Data for this task START

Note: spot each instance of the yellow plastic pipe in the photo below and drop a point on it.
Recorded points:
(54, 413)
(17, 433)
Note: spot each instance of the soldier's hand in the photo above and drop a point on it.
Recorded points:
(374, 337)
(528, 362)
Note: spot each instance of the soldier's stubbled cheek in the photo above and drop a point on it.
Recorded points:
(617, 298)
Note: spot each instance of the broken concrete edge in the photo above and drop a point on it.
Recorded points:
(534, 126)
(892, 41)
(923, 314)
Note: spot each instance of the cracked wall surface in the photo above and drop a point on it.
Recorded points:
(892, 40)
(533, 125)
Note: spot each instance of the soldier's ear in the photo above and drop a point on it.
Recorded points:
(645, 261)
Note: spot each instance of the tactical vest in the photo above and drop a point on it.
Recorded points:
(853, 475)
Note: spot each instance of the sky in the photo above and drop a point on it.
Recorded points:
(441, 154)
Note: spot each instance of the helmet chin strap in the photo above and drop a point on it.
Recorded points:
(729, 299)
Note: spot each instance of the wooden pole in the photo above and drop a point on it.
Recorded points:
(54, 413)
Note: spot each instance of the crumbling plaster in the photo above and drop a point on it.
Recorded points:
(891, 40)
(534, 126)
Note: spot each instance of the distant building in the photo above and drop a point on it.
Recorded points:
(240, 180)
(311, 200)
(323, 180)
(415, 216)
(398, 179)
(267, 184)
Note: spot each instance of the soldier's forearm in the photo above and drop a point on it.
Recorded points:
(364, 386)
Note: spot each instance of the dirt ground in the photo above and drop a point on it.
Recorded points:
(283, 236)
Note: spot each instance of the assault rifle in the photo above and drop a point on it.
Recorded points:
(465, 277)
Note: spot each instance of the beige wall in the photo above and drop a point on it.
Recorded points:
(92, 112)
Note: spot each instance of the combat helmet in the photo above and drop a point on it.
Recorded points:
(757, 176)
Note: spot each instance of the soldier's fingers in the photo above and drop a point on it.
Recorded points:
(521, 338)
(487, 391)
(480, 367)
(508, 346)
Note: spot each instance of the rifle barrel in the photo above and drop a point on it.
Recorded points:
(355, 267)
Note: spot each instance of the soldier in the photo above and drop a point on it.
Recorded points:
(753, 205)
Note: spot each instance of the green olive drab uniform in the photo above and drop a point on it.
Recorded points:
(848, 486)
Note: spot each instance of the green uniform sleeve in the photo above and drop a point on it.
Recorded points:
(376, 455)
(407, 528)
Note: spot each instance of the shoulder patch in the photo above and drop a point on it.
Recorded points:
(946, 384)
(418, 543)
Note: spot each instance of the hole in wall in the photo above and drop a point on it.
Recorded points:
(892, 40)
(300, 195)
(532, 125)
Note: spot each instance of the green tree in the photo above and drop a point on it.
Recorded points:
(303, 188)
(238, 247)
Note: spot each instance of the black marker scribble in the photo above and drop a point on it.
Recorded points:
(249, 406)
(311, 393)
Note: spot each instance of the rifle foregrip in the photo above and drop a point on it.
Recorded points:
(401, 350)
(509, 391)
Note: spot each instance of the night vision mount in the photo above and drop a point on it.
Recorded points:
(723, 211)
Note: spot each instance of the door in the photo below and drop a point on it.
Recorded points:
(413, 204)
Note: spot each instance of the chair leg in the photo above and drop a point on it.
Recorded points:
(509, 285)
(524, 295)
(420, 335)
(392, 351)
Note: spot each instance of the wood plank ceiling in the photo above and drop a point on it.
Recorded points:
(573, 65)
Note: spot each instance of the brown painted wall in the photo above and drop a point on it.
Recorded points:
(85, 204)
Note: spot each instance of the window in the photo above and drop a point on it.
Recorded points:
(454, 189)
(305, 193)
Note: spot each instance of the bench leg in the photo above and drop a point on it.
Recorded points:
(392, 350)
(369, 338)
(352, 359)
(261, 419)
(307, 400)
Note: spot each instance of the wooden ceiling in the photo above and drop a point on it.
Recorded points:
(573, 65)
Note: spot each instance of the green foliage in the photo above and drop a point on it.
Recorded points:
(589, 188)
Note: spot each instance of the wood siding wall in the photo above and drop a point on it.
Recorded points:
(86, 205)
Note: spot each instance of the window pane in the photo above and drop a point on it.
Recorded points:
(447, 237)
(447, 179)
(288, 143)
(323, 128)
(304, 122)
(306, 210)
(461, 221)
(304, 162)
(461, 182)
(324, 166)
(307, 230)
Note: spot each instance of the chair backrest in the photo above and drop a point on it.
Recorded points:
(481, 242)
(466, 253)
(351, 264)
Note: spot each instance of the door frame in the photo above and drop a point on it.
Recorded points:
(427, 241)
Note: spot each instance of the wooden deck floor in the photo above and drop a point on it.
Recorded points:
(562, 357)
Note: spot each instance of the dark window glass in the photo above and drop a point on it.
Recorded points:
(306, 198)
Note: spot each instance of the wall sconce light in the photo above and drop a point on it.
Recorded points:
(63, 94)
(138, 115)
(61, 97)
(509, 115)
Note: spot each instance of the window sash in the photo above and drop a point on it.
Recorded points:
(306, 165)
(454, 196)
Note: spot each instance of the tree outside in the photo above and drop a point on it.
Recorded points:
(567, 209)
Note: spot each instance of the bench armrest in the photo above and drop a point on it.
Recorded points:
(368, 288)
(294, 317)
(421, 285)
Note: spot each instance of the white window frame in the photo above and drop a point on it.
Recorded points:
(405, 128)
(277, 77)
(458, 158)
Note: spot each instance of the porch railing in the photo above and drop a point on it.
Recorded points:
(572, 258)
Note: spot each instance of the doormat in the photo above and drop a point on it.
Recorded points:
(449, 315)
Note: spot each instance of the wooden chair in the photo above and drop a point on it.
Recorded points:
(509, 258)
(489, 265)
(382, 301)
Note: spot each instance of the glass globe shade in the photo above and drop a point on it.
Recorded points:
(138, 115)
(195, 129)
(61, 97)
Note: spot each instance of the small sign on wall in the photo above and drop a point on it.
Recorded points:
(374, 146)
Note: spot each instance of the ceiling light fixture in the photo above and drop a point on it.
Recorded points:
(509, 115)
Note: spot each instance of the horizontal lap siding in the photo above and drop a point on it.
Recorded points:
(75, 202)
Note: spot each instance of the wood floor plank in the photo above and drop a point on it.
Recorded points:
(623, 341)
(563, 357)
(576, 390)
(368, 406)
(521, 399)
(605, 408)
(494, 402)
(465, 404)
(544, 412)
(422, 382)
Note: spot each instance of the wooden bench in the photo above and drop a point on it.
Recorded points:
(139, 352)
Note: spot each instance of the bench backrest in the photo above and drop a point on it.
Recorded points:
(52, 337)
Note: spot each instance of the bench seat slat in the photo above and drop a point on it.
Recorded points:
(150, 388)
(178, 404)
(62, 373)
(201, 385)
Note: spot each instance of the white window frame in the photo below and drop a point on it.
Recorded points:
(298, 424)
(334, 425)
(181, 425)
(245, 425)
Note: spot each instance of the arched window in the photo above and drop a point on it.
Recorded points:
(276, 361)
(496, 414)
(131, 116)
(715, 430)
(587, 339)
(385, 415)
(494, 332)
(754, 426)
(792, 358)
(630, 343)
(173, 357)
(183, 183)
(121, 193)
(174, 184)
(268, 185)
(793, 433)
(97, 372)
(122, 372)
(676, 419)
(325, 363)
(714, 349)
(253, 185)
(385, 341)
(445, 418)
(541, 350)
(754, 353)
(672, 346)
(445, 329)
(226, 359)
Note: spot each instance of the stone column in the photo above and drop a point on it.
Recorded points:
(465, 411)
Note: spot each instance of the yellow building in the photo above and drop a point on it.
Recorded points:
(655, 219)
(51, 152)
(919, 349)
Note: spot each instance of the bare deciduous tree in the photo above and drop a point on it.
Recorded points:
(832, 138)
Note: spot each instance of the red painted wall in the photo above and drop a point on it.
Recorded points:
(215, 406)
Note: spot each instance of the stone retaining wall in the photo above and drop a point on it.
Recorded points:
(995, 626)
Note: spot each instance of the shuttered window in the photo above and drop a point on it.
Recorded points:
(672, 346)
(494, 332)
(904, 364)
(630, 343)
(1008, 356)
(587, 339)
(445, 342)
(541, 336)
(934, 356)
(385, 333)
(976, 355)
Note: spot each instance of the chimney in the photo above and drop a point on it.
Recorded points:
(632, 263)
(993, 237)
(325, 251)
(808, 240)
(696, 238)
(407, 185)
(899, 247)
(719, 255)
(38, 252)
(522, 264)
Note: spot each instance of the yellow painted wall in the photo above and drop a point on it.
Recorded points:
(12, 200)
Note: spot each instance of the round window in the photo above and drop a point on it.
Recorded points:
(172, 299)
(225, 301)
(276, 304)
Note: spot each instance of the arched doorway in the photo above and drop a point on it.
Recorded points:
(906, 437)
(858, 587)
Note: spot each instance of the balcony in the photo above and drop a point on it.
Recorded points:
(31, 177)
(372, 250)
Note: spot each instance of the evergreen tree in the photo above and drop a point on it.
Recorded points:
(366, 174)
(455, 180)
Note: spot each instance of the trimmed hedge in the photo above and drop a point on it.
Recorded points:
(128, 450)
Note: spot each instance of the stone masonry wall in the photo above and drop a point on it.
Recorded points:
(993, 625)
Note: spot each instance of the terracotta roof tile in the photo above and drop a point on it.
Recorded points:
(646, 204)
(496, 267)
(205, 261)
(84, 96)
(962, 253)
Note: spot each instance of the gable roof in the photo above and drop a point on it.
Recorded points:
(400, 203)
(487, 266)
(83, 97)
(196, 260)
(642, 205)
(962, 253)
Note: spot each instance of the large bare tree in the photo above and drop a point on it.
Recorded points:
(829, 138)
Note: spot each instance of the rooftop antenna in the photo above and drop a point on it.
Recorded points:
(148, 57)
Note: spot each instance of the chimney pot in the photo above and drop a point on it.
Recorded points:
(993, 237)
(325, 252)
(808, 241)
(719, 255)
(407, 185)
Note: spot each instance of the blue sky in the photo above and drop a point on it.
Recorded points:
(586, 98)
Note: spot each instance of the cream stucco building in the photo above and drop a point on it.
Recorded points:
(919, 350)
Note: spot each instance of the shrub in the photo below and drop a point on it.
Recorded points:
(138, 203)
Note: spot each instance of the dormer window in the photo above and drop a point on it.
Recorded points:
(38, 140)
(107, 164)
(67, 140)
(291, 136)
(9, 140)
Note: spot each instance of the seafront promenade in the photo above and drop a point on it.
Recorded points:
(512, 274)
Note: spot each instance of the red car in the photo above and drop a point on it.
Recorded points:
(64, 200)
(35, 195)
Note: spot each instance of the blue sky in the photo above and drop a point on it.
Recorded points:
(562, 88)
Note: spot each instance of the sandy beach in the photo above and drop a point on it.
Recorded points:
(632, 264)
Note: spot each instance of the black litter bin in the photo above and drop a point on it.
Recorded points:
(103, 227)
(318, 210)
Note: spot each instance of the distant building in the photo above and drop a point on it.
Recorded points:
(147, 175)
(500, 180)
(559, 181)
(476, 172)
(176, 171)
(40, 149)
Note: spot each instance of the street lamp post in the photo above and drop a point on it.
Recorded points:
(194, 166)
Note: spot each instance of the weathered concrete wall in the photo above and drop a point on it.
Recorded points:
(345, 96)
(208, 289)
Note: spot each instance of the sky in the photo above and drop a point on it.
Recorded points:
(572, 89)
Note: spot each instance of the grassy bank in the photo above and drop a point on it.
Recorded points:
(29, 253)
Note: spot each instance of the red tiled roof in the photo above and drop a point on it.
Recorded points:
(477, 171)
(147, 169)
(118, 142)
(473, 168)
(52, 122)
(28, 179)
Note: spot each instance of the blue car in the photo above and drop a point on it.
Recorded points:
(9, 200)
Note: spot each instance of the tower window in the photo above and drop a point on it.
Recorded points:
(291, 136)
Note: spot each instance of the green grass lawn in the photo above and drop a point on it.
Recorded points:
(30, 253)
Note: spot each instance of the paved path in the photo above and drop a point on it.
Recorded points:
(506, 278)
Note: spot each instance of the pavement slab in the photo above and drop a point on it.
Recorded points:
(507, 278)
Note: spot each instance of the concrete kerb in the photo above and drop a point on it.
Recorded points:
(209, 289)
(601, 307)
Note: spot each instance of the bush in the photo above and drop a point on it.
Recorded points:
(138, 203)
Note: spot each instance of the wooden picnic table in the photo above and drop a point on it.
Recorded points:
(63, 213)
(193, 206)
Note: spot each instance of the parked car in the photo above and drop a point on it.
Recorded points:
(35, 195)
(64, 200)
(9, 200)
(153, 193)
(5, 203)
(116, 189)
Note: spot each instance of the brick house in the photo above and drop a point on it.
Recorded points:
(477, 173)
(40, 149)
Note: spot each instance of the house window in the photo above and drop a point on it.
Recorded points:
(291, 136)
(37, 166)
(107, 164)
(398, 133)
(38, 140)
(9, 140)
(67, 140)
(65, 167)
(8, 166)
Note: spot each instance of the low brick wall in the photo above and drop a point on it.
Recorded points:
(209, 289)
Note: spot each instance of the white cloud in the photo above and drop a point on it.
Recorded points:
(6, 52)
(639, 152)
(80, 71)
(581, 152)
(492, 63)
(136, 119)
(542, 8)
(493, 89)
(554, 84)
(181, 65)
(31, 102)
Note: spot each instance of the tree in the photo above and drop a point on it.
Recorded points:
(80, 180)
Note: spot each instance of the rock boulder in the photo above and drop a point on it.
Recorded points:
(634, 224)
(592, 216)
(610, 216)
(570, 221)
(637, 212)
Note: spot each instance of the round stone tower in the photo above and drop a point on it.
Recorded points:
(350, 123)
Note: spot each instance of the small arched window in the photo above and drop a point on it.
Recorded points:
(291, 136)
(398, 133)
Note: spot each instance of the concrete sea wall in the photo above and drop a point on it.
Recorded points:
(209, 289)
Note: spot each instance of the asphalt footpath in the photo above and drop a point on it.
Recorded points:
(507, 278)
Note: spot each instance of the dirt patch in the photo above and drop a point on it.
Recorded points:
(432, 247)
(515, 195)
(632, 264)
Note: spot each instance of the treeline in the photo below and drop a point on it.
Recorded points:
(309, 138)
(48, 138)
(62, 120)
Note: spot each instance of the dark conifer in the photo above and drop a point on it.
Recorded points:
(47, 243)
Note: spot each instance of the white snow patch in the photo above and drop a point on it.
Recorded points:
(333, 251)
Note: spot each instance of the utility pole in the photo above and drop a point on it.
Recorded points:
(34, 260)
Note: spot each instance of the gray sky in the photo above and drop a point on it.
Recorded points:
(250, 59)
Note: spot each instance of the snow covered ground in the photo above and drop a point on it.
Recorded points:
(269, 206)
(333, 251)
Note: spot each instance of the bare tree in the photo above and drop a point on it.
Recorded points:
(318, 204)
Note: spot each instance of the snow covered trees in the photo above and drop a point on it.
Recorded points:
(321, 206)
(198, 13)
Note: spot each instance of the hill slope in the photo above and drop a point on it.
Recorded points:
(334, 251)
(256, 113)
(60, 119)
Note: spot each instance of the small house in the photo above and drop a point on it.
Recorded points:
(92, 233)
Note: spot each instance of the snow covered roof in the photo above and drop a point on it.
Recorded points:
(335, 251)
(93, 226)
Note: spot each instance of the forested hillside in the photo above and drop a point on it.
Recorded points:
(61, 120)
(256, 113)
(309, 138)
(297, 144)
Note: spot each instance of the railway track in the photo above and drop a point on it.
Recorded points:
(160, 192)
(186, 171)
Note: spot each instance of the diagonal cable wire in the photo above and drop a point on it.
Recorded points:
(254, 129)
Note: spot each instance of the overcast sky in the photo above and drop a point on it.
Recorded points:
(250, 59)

Data for this task END

## Required action
Print, exactly as written, the first line of the records above and each line after it until the line with "Note: spot each instance of the combat", which is printed too.

## Response below
Note: spot each instance of the yellow plastic pipe in the photo below and drop a point on it.
Recorded points:
(54, 413)
(17, 433)
Note: spot each instance of the soldier's hand in the photo above and drop a point on it.
Recorded points:
(374, 337)
(528, 362)
Note: spot each instance of the soldier's stubbled cheek in the photo above and drop a point on it.
Recorded points:
(617, 298)
Note: spot each instance of the broken concrete edge in the photo above and drop a point on it.
Recorded points:
(534, 126)
(892, 41)
(923, 314)
Note: spot each instance of the cracked wall surface in the photo above and drop a point on it.
Recorded points:
(892, 40)
(533, 125)
Note: spot each instance of the soldier's ear in the photo above and drop a point on it.
Recorded points:
(645, 261)
Note: spot each instance of the tactical vest in the photo above and drop a point on it.
Recorded points:
(853, 475)
Note: spot each instance of the sky in the photo above and drop a point on it.
Recorded points:
(441, 154)
Note: spot each instance of the helmet chin strap in the photo above and drop a point on it.
Recorded points:
(729, 299)
Note: spot each instance of the wooden pole in the photo above and drop a point on it.
Recorded points:
(54, 413)
Note: spot each instance of the crumbling plaster in the photo above and drop a point on it.
Recorded points:
(891, 40)
(534, 126)
Note: spot each instance of the distant building in the photo above and drop a point on it.
Recorded points:
(240, 180)
(311, 200)
(323, 180)
(415, 216)
(398, 179)
(267, 184)
Note: spot each instance of the soldier's forearm in the photo above and drop a point on it.
Recorded points:
(364, 386)
Note: spot each instance of the dirt ground in the photo above and drop a point on it.
Recorded points:
(283, 236)
Note: spot each instance of the assault rifle in the photo above and drop a point on it.
Recorded points:
(465, 277)
Note: spot each instance of the beige wall in the photo above and drop a point on it.
Recorded points:
(92, 112)
Note: spot each instance of the combat helmet in the photo above and drop a point on it.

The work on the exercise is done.